Given text ::
Aspen's Proposals for Lift 1A
I’m posting this because we in the northeast have a World
Cup (Killington) because Aspen hasn’t updated this lift, 1A (see: 2nd
full para.). The charts from Liftblog.com didn't paste.
third time may be the charm as the Aspen community is set to weigh the future
of the Shadow Mountain lift over the coming months.
November 6th, Aspen residents will vote for Governor, U.S. House, and likely
whether a ski lift should return to the original base of Aspen Mountain.
SE Group and the City of Aspen today posted 61 pages of study on the new Lift One with a focus on
where to site the bottom terminal, a question which has lingered since
1972. Goals include retaining the historic structures of the first Lift
One, threading the needle between two new developments, and improving skier flow.
An aggressive proposed timeline begins Tuesday with review by the City Council
that could culminate with a new gondola-chair combination lift spinning by late
2019. That would be 48 years after a shortened SLI-Riblet double dubbed
1A eliminated easy access for much of the town to Shadow Mountain.

Job A ::
Reproduce verbatim the passage of the Lift 1A post starting with "Aspen's Proposals for" and going on through "of Aspen Mountain.".

Coordinate annotation entries ::
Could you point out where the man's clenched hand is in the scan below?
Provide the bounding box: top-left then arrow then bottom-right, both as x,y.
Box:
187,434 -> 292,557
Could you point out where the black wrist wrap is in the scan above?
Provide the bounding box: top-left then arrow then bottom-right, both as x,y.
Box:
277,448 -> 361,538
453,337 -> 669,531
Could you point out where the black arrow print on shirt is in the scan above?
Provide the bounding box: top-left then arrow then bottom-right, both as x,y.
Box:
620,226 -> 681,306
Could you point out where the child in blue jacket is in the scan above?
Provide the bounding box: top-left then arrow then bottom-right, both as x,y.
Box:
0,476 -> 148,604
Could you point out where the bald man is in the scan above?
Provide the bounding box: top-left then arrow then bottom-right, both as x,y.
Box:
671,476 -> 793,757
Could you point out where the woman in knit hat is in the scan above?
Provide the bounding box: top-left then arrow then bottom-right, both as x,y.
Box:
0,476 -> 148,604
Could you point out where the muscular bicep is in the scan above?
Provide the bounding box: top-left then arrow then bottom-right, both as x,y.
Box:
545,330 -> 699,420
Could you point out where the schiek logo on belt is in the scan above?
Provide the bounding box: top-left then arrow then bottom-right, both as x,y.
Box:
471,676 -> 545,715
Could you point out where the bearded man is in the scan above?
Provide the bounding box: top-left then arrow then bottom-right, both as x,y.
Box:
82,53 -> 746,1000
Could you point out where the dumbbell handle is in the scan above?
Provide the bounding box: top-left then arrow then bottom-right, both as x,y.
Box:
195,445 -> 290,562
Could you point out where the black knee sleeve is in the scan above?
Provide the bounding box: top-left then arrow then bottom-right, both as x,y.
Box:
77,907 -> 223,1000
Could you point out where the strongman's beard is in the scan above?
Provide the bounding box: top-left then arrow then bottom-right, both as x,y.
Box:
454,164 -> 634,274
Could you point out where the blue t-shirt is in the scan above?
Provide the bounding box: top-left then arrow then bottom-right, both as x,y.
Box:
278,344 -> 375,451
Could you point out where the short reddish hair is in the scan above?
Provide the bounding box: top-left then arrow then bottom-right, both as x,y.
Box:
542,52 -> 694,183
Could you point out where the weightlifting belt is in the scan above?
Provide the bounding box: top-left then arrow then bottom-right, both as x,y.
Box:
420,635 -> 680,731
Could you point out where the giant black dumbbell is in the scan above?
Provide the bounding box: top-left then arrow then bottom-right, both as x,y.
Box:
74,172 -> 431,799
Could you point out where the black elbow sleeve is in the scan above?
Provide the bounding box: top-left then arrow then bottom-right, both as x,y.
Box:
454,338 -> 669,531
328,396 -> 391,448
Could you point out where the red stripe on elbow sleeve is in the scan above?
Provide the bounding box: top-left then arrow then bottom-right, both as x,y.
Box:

Job B ::
Recast the lines of the listing, starting with the line with "Could you point out where the giant" and going on through the end of the listing, as a Markdown table with the columns Number and Listing line. Omit blank lines.

Worked solution A ::
Aspen's Proposals for Lift 1A
I’m posting this because we in the northeast have a World
Cup (Killington) because Aspen hasn’t updated this lift, 1A (see: 2nd
full para.). The charts from Liftblog.com didn't paste.
third time may be the charm as the Aspen community is set to weigh the future
of the Shadow Mountain lift over the coming months.
November 6th, Aspen residents will vote for Governor, U.S. House, and likely
whether a ski lift should return to the original base of Aspen Mountain.

Worked solution B ::
| Number | Listing line |
|---|---|
| 1 | Could you point out where the giant black dumbbell is in the scan above? |
| 2 | Provide the bounding box: top-left then arrow then bottom-right, both as x,y. |
| 3 | Box: |
| 4 | 74,172 -> 431,799 |
| 5 | Could you point out where the black elbow sleeve is in the scan above? |
| 6 | Provide the bounding box: top-left then arrow then bottom-right, both as x,y. |
| 7 | Box: |
| 8 | 454,338 -> 669,531 |
| 9 | 328,396 -> 391,448 |
| 10 | Could you point out where the red stripe on elbow sleeve is in the scan above? |
| 11 | Provide the bounding box: top-left then arrow then bottom-right, both as x,y. |
| 12 | Box: |